Consigne:
D'après l'extrait sur Gustave Moreau, qu'est-ce qui rend extravagant le tableau Moïse exposé sur le Nil ? Répondez en une ou deux phrases.

Extrait:
────────
Fichier:Gustave Moreau - King David - Hammer museum.jpg

Gustave Moreau, David et Le Sphinx deviné

Mais nous trouvons au Champ-de-Mars des tableaux encore plus extravagants : Jacob et l’Ange, où l’ange a la tête entourée d’un soleil dont les rayons remplissent le tableau entier ; Moïse exposé sur le Nil, un panier d’osier où dort un enfant à cornes dorées, et qui flotte parmi des fleurs étonnantes, contre un fond d’architecture égyptienne ; David, une fantaisie Israélite, le grand roi rêvant sur son trône, dans une mise en scène de splendeur orientale, avec une femme couchée à ses pieds. J’ai gardé pour la fin Le Sphinx deviné ; là, le symbolisme est poussé à l’outrance et la fable grecque se trouve interprétée par un véritable devin.
────────
Données fournies:
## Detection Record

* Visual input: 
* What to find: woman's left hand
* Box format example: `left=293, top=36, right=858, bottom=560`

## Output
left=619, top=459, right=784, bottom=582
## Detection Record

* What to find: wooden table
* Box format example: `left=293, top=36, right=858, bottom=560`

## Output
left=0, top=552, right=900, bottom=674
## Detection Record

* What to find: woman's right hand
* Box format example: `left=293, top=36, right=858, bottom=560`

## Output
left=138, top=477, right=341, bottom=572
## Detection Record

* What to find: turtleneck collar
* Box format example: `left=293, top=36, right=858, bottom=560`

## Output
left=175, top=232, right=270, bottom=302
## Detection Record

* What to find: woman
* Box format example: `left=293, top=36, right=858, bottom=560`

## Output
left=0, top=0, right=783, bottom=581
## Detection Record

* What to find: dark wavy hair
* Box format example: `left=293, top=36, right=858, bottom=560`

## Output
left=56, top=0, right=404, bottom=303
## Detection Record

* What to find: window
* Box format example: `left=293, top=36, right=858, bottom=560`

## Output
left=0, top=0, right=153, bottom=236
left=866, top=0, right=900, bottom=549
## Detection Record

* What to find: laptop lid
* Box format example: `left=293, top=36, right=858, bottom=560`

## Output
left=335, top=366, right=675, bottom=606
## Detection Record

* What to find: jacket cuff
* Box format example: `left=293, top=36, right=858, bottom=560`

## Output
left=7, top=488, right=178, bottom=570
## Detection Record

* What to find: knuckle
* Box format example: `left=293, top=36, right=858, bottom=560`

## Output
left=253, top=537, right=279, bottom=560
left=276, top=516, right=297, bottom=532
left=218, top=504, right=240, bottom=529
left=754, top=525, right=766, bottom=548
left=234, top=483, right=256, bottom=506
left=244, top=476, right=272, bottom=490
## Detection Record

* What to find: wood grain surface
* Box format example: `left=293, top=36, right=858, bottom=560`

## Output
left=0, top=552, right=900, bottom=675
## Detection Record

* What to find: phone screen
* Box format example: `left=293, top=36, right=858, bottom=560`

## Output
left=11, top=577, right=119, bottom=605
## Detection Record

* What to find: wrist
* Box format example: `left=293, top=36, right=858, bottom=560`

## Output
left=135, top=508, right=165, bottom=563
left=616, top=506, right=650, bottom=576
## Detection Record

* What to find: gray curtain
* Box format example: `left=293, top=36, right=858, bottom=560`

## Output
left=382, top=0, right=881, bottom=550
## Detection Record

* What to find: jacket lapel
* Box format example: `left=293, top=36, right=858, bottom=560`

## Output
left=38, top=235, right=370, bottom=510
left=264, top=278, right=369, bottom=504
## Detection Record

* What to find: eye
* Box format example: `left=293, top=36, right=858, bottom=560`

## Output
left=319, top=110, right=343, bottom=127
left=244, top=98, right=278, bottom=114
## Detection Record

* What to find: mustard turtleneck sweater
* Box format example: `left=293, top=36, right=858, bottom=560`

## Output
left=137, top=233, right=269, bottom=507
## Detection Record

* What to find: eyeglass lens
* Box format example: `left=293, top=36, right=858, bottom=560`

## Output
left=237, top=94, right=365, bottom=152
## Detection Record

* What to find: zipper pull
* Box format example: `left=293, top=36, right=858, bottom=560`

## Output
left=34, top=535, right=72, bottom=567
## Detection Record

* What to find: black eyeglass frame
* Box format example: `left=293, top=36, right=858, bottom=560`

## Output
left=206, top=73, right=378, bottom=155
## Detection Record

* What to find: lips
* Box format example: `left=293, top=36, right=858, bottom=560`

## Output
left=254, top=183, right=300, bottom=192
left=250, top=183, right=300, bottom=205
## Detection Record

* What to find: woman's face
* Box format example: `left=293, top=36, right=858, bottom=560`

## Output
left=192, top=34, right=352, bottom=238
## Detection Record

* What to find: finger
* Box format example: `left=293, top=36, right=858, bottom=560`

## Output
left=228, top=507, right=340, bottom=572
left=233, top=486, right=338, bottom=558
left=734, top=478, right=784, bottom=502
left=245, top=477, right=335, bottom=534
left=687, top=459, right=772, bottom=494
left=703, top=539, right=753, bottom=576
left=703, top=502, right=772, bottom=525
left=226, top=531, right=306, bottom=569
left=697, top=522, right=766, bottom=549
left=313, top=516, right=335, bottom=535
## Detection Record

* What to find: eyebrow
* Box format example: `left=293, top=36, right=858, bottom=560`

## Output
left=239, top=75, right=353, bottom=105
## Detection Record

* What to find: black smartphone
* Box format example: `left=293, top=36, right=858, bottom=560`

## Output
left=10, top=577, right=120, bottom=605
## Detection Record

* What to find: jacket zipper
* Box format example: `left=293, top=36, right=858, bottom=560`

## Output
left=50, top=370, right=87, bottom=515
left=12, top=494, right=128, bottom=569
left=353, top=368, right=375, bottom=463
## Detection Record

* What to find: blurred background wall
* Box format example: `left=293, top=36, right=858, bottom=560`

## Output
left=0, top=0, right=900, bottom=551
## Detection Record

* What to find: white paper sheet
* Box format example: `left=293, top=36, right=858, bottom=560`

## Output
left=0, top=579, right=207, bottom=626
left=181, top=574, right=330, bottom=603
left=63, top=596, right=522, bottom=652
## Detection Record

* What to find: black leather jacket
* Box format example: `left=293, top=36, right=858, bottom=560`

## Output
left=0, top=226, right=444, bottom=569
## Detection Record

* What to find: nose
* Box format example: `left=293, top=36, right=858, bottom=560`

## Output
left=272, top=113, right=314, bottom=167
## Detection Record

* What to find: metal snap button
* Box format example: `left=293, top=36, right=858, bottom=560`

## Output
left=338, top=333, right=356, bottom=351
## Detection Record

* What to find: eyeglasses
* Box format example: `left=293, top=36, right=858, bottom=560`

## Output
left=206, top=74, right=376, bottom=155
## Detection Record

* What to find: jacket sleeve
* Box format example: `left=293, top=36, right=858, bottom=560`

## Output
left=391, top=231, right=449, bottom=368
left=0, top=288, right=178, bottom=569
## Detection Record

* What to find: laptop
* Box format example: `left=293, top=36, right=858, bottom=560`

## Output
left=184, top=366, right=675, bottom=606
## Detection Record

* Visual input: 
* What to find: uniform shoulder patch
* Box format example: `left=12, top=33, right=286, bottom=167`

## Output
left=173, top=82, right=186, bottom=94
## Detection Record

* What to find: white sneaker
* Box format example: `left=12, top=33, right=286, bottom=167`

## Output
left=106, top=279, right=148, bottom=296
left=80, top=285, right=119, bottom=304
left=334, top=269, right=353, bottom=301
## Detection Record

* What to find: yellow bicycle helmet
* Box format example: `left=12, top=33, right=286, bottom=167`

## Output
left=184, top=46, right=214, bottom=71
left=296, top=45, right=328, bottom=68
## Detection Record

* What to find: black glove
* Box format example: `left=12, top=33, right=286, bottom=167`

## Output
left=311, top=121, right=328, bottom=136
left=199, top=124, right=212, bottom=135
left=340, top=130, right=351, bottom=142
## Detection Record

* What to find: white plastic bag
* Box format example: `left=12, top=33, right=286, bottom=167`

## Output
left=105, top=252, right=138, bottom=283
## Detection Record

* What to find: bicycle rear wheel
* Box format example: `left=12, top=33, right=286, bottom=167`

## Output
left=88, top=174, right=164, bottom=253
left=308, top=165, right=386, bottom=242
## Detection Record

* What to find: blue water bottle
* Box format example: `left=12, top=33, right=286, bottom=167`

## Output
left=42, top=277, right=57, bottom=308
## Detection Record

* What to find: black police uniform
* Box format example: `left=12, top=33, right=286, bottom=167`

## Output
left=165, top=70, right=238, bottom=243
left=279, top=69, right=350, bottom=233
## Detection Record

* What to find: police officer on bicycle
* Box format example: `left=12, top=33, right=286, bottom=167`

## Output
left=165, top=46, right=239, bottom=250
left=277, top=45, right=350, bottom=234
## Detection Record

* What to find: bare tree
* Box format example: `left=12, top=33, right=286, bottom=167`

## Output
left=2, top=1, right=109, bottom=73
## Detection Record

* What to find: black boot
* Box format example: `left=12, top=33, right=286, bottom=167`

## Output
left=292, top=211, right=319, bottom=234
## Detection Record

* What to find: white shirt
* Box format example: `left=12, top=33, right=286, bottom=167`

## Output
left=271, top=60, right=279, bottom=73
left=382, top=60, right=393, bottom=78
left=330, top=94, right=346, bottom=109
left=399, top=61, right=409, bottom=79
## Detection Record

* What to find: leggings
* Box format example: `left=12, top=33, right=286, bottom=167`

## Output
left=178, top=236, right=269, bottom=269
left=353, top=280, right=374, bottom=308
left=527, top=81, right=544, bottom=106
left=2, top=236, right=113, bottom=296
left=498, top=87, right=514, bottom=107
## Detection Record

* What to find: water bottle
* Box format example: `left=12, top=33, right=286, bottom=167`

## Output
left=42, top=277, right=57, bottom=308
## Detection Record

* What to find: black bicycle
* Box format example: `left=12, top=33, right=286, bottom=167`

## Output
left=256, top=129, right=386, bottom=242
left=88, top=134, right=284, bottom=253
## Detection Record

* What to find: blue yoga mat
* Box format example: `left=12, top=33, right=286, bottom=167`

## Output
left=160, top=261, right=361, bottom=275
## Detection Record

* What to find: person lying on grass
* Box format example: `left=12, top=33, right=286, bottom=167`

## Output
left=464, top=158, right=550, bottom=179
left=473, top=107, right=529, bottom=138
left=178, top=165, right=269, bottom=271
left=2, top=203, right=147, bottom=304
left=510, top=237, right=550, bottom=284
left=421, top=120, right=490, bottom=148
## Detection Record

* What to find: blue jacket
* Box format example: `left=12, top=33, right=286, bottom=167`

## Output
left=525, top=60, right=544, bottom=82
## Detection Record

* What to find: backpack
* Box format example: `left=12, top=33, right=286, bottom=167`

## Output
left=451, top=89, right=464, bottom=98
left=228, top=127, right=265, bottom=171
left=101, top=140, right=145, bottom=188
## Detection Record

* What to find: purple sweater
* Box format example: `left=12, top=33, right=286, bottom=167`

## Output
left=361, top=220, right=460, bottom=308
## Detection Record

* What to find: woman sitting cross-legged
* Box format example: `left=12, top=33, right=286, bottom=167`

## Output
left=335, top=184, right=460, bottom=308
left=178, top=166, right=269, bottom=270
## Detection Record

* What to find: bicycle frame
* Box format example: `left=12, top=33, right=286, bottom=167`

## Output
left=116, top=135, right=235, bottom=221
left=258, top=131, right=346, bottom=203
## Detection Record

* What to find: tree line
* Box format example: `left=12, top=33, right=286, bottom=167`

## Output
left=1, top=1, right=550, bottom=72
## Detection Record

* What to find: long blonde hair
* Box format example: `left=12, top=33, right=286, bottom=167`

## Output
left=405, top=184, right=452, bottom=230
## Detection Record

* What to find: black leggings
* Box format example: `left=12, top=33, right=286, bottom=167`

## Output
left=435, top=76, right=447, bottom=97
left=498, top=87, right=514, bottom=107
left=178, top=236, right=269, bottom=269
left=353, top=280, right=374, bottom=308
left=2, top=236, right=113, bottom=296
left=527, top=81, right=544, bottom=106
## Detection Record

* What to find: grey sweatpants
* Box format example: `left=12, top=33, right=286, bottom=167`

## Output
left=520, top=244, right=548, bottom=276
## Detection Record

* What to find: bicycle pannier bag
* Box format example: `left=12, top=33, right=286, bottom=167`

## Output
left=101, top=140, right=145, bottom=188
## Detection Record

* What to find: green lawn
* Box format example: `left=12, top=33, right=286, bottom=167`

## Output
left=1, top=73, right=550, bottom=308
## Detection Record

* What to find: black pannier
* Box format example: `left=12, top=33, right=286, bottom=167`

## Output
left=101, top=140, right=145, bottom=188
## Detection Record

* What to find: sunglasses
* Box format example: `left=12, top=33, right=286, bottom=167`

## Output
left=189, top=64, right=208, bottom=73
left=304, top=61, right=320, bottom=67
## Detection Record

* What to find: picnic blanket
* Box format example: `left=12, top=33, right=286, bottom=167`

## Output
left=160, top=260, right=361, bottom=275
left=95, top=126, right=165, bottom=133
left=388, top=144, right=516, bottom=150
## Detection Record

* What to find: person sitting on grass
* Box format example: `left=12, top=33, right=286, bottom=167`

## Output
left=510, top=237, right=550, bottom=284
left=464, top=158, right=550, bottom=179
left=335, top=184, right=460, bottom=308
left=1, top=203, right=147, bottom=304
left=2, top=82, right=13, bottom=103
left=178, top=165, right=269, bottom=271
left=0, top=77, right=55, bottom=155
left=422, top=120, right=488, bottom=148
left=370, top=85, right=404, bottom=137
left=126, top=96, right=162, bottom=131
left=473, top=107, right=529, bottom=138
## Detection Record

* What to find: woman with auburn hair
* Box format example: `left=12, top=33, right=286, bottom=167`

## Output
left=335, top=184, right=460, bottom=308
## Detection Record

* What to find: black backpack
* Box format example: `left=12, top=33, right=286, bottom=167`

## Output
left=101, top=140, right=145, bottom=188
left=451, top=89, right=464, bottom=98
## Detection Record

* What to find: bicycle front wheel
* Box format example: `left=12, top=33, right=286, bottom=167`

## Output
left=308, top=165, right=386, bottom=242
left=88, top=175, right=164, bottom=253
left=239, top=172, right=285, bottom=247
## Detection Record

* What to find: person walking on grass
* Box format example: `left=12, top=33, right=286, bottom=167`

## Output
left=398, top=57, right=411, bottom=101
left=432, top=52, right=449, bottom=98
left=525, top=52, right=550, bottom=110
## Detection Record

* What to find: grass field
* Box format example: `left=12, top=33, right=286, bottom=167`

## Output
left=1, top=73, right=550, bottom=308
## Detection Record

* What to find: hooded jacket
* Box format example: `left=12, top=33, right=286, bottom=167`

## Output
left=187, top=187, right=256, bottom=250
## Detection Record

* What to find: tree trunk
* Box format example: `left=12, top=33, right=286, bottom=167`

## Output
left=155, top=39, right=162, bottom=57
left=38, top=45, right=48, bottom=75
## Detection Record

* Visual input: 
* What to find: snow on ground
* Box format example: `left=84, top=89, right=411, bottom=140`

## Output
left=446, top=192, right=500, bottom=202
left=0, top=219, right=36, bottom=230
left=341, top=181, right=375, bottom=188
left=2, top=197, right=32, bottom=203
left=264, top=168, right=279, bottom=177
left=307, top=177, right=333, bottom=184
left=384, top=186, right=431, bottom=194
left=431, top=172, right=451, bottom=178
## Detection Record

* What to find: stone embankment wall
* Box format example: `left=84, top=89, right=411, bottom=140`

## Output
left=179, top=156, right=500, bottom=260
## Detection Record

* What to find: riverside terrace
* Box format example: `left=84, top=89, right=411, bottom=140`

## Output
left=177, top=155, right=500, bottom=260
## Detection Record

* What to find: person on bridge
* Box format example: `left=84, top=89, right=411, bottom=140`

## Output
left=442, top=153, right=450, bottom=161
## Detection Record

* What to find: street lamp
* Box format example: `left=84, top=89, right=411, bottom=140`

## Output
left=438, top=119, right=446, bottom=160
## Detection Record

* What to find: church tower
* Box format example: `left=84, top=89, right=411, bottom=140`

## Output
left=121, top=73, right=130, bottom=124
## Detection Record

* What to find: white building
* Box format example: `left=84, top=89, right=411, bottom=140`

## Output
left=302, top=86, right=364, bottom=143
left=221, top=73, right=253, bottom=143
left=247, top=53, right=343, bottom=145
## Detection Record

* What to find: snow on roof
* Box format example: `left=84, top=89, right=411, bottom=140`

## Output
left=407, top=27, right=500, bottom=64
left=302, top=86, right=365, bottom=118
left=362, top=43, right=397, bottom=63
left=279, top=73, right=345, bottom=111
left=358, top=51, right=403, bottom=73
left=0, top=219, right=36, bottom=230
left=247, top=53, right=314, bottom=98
────────
Résultat:
Le tableau montre un panier d'osier où dort un enfant à cornes dorées. Ce panier flotte parmi des fleurs étonnantes, devant un fond d'architecture égyptienne.